Your response should be the complete listing, returned exactly as written.

** Source material follows **

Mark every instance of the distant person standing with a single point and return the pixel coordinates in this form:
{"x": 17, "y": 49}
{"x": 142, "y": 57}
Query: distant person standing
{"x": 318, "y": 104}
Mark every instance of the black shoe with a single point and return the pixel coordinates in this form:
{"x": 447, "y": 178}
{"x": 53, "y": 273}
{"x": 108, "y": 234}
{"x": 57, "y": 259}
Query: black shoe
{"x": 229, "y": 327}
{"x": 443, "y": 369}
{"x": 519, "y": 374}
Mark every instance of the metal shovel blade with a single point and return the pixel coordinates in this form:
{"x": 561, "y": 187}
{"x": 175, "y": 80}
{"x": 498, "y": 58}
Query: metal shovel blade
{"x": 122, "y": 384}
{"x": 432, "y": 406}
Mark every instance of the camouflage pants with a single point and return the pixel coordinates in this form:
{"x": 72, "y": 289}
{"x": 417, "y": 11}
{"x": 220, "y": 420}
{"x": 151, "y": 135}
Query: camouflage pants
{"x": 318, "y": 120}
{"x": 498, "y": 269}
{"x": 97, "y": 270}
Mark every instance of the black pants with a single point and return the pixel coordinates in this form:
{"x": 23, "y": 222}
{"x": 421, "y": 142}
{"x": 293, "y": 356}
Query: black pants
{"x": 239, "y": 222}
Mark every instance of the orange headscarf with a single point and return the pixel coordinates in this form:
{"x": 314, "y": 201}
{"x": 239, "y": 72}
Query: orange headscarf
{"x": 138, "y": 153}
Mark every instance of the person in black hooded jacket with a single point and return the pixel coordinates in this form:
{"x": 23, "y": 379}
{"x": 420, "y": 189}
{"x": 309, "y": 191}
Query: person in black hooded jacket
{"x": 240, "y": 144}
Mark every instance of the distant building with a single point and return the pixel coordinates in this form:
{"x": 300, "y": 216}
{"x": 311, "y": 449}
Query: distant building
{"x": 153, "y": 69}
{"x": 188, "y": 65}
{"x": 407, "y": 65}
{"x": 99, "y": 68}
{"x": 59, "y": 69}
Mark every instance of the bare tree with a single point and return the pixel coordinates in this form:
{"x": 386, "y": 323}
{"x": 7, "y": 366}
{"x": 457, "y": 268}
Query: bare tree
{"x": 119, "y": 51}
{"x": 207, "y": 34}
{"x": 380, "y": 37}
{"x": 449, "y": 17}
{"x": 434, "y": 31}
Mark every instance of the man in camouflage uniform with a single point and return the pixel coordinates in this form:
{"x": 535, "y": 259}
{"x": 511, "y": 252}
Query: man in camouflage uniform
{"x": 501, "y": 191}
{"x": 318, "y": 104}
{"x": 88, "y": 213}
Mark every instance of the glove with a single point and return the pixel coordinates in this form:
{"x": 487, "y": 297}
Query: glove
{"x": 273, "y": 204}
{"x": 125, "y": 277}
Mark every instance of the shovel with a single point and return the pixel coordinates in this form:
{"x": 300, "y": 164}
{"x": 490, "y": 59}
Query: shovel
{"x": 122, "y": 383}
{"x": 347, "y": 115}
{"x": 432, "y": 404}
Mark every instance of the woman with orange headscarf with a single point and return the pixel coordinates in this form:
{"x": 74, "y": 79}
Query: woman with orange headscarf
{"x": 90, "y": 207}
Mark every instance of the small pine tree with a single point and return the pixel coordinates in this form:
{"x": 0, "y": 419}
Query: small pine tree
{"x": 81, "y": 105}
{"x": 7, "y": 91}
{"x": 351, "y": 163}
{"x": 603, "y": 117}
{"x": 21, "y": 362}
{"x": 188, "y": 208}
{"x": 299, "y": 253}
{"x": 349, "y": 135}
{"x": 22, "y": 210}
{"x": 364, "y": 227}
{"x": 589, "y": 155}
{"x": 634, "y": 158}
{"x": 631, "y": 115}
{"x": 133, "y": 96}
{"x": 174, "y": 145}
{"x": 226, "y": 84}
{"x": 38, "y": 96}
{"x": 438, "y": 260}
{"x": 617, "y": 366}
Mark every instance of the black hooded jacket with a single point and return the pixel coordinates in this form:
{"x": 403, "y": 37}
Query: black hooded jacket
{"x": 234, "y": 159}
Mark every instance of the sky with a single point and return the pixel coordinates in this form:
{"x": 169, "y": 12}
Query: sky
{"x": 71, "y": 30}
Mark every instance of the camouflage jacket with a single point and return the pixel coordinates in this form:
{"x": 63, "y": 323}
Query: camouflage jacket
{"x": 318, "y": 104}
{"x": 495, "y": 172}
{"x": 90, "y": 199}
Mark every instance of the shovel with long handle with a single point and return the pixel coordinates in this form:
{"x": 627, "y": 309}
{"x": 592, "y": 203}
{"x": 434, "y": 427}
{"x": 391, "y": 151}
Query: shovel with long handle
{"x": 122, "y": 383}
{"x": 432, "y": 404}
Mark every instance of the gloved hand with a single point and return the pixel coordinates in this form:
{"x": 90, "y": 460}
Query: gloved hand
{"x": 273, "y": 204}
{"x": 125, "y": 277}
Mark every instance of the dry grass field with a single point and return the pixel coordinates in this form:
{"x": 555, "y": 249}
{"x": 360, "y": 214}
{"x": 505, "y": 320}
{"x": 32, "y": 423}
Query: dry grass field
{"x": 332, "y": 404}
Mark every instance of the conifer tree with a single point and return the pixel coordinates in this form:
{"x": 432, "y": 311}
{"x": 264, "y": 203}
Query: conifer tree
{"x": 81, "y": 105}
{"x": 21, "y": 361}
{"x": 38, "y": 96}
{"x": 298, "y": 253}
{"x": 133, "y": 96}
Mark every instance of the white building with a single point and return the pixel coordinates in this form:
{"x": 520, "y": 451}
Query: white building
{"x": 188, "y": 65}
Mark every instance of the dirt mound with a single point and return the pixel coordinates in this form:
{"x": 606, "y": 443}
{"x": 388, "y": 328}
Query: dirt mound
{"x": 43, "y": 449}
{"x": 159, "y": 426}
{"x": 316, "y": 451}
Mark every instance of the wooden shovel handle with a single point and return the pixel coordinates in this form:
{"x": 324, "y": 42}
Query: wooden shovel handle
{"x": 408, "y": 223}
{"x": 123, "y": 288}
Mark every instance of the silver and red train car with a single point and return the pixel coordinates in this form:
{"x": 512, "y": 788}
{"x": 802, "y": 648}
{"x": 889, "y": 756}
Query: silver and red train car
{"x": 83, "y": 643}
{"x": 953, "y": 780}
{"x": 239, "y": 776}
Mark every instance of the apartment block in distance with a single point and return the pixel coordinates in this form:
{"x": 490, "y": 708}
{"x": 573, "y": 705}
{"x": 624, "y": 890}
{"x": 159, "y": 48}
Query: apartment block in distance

** End of Source material **

> _Answer area_:
Mark every instance of the distant person standing with a single point and return the pixel coordinates in this form:
{"x": 17, "y": 49}
{"x": 142, "y": 57}
Query: distant person standing
{"x": 318, "y": 104}
Mark every instance of the black shoe with a single point and return the pixel coordinates in this form:
{"x": 447, "y": 178}
{"x": 53, "y": 273}
{"x": 108, "y": 234}
{"x": 57, "y": 259}
Query: black shoe
{"x": 229, "y": 327}
{"x": 443, "y": 369}
{"x": 519, "y": 374}
Mark every instance of the metal shovel blade with a single point and return the pixel coordinates in this form:
{"x": 561, "y": 187}
{"x": 175, "y": 80}
{"x": 498, "y": 58}
Query: metal shovel blade
{"x": 122, "y": 384}
{"x": 432, "y": 406}
Mark every instance of the camouflage pants with a single point and return the pixel coordinates in this form:
{"x": 72, "y": 289}
{"x": 417, "y": 11}
{"x": 220, "y": 420}
{"x": 151, "y": 135}
Query: camouflage pants
{"x": 318, "y": 120}
{"x": 498, "y": 269}
{"x": 97, "y": 270}
Mark every instance of the black pants with a single point and return the pixel coordinates in this form:
{"x": 23, "y": 222}
{"x": 421, "y": 142}
{"x": 293, "y": 356}
Query: black pants
{"x": 239, "y": 222}
Mark every instance of the orange headscarf with a single point and return the pixel coordinates in this form:
{"x": 314, "y": 201}
{"x": 239, "y": 72}
Query: orange headscarf
{"x": 138, "y": 153}
Mark every instance of the person in black hooded jacket with a single point and return the pixel coordinates in this form:
{"x": 23, "y": 379}
{"x": 420, "y": 189}
{"x": 309, "y": 191}
Query: person in black hooded jacket
{"x": 240, "y": 144}
Mark every instance of the distant building with a single point and return the pixel coordinates in this form:
{"x": 300, "y": 216}
{"x": 311, "y": 449}
Query: distant building
{"x": 153, "y": 69}
{"x": 188, "y": 65}
{"x": 407, "y": 65}
{"x": 99, "y": 68}
{"x": 59, "y": 69}
Mark every instance of the bare tree with a single point and return the pixel coordinates in this form:
{"x": 386, "y": 323}
{"x": 7, "y": 366}
{"x": 457, "y": 268}
Query: bare tree
{"x": 119, "y": 51}
{"x": 207, "y": 34}
{"x": 380, "y": 37}
{"x": 449, "y": 17}
{"x": 434, "y": 31}
Mark every instance of the man in camouflage uniform with a single point and return the pixel coordinates in this form:
{"x": 535, "y": 259}
{"x": 511, "y": 252}
Query: man in camouflage uniform
{"x": 501, "y": 191}
{"x": 318, "y": 104}
{"x": 88, "y": 213}
Mark every instance of the glove with a single point and return the pixel coordinates in this form:
{"x": 487, "y": 297}
Query: glove
{"x": 273, "y": 204}
{"x": 125, "y": 277}
Mark every instance of the shovel with a single point and return the pixel coordinates in this form:
{"x": 300, "y": 164}
{"x": 490, "y": 59}
Query: shovel
{"x": 122, "y": 383}
{"x": 347, "y": 115}
{"x": 432, "y": 404}
Mark every instance of the woman with orange headscarf with a single point and return the pixel coordinates in this form:
{"x": 74, "y": 79}
Query: woman with orange headscarf
{"x": 90, "y": 207}
Mark every instance of the small pine tree with a single point and return the pixel coordinates in this form:
{"x": 0, "y": 419}
Query: small pine tree
{"x": 81, "y": 105}
{"x": 7, "y": 91}
{"x": 351, "y": 163}
{"x": 603, "y": 117}
{"x": 21, "y": 362}
{"x": 188, "y": 208}
{"x": 299, "y": 253}
{"x": 349, "y": 135}
{"x": 22, "y": 210}
{"x": 364, "y": 227}
{"x": 589, "y": 155}
{"x": 634, "y": 158}
{"x": 631, "y": 115}
{"x": 133, "y": 96}
{"x": 174, "y": 145}
{"x": 226, "y": 84}
{"x": 38, "y": 96}
{"x": 438, "y": 260}
{"x": 617, "y": 366}
Mark every instance of the black hooded jacket with a single point and return the pixel coordinates in this form:
{"x": 403, "y": 37}
Query: black hooded jacket
{"x": 234, "y": 159}
Mark every instance of the sky with a single point and return the pixel coordinates in this form:
{"x": 169, "y": 12}
Query: sky
{"x": 71, "y": 30}
Mark every instance of the camouflage jacket with a single point and return the pixel coordinates in this form:
{"x": 63, "y": 323}
Query: camouflage jacket
{"x": 318, "y": 104}
{"x": 495, "y": 172}
{"x": 90, "y": 199}
Mark every instance of the shovel with long handle with a single point and return the pixel coordinates in this form:
{"x": 627, "y": 309}
{"x": 592, "y": 203}
{"x": 434, "y": 427}
{"x": 391, "y": 151}
Query: shovel with long handle
{"x": 122, "y": 383}
{"x": 432, "y": 404}
Mark every instance of the gloved hand with a single point and return the pixel coordinates in this form:
{"x": 90, "y": 460}
Query: gloved hand
{"x": 273, "y": 204}
{"x": 125, "y": 277}
Mark every instance of the dry grass field with a single point and return the pixel coordinates in this form:
{"x": 555, "y": 249}
{"x": 360, "y": 214}
{"x": 505, "y": 320}
{"x": 32, "y": 423}
Query: dry grass field
{"x": 332, "y": 404}
Mark every instance of the conifer tree with a single point and return the pixel coordinates in this form:
{"x": 432, "y": 311}
{"x": 264, "y": 203}
Query: conifer tree
{"x": 81, "y": 105}
{"x": 21, "y": 361}
{"x": 38, "y": 96}
{"x": 298, "y": 253}
{"x": 133, "y": 96}
Mark every instance of the white building with a single point and return the pixel coordinates in this form:
{"x": 520, "y": 451}
Query: white building
{"x": 188, "y": 65}
Mark every instance of the dirt mound with a single point and return the pixel coordinates in this form:
{"x": 606, "y": 443}
{"x": 388, "y": 328}
Query: dirt mound
{"x": 43, "y": 449}
{"x": 159, "y": 426}
{"x": 316, "y": 451}
Mark every instance of the wooden shovel handle with a single point and return the pixel coordinates in this form:
{"x": 324, "y": 42}
Query: wooden shovel handle
{"x": 408, "y": 223}
{"x": 123, "y": 288}
Mark every instance of the silver and red train car with a single point and return the pixel coordinates in this form:
{"x": 512, "y": 788}
{"x": 802, "y": 648}
{"x": 889, "y": 756}
Query: silver and red train car
{"x": 83, "y": 643}
{"x": 953, "y": 780}
{"x": 239, "y": 776}
Mark every instance of the apartment block in distance with a single point and return the pixel coordinates in this form:
{"x": 490, "y": 708}
{"x": 573, "y": 705}
{"x": 624, "y": 890}
{"x": 159, "y": 48}
Query: apartment block in distance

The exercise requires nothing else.